__Given instruction__: Collect each line in the items below that contains the string "safety", and copy those lines out. Letter case matters.

--- START OF Task inputs ---

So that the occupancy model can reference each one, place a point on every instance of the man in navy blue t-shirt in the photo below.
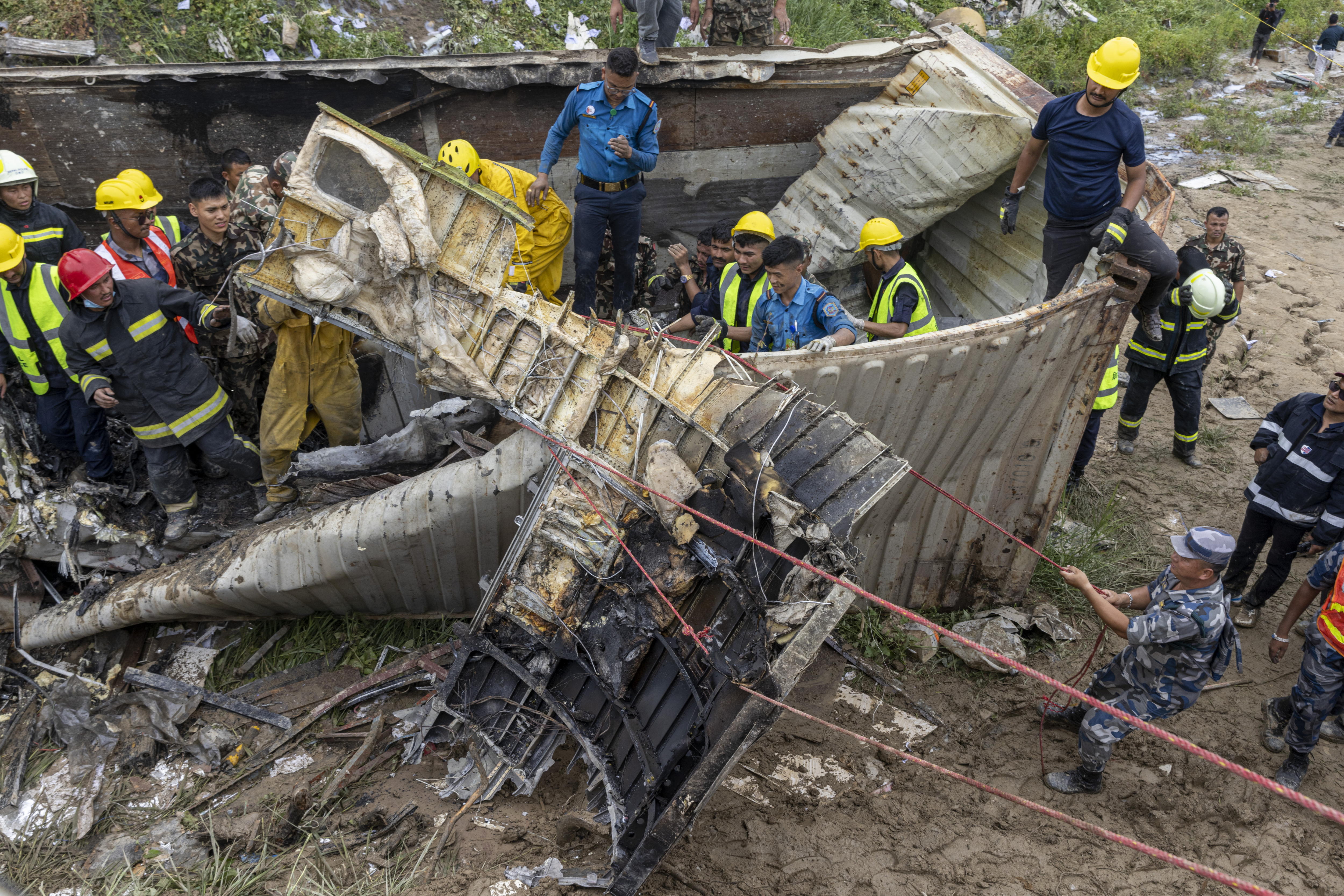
(1089, 135)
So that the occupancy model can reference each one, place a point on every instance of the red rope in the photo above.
(1203, 871)
(1189, 746)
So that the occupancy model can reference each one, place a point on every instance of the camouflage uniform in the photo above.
(1175, 648)
(746, 19)
(1320, 686)
(646, 262)
(202, 267)
(1229, 260)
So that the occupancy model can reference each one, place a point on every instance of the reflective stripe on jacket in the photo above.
(921, 320)
(49, 312)
(163, 387)
(1300, 481)
(729, 284)
(1109, 390)
(1185, 338)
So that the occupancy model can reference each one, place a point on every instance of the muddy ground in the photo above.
(936, 836)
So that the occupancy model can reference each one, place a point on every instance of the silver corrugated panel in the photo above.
(417, 547)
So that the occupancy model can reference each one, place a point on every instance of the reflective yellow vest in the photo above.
(49, 310)
(729, 296)
(921, 320)
(1109, 390)
(171, 228)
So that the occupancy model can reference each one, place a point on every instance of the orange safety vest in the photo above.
(121, 269)
(1331, 621)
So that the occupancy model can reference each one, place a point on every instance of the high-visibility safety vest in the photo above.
(49, 310)
(121, 269)
(1331, 620)
(921, 322)
(729, 296)
(170, 226)
(1109, 390)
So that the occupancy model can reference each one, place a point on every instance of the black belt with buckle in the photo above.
(607, 187)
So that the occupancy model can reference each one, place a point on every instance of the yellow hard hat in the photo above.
(120, 194)
(11, 249)
(880, 233)
(755, 222)
(1115, 64)
(142, 182)
(459, 154)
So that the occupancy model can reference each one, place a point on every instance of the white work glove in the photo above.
(248, 332)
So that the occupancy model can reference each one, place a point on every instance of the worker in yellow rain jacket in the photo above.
(314, 381)
(539, 254)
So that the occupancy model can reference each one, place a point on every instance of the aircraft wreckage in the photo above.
(573, 582)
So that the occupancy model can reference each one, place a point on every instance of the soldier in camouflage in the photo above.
(203, 261)
(1185, 640)
(1228, 258)
(748, 21)
(256, 202)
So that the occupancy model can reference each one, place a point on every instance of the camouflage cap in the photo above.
(284, 166)
(1203, 543)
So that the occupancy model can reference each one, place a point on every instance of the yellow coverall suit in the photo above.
(539, 254)
(314, 381)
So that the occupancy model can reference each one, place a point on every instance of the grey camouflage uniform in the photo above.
(1174, 651)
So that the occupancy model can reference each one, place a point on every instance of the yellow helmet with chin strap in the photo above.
(140, 181)
(755, 222)
(459, 154)
(881, 234)
(1115, 64)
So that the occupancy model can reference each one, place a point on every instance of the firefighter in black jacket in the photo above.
(1179, 358)
(1297, 491)
(128, 352)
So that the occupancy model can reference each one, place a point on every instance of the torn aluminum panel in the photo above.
(573, 640)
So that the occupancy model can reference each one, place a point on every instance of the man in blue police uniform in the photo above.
(1183, 640)
(619, 143)
(795, 312)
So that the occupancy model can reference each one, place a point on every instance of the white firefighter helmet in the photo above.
(15, 170)
(1206, 293)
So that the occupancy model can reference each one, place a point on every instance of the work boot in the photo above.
(1332, 730)
(1246, 617)
(1276, 719)
(1293, 770)
(1152, 324)
(179, 523)
(1061, 718)
(1078, 781)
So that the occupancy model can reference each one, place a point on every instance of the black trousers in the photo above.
(1185, 389)
(595, 213)
(1259, 528)
(1068, 244)
(1088, 444)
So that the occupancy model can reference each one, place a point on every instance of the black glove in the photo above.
(1009, 211)
(1112, 232)
(706, 326)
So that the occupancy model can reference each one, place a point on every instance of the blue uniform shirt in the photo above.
(779, 328)
(1082, 179)
(588, 108)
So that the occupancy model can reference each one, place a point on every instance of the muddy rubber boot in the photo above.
(179, 523)
(1276, 719)
(1293, 770)
(1077, 781)
(1057, 718)
(1152, 324)
(1246, 617)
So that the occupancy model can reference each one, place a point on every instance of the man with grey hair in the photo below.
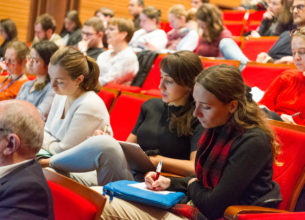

--- END OF Task inputs ---

__Exercise response__:
So that the occupancy model can reference each one, place a point on every instance of the orange safety vest in the photo above.
So that the occupancy model can reference each one, place a point on every instance of the high-visibility safety vest in the photo above.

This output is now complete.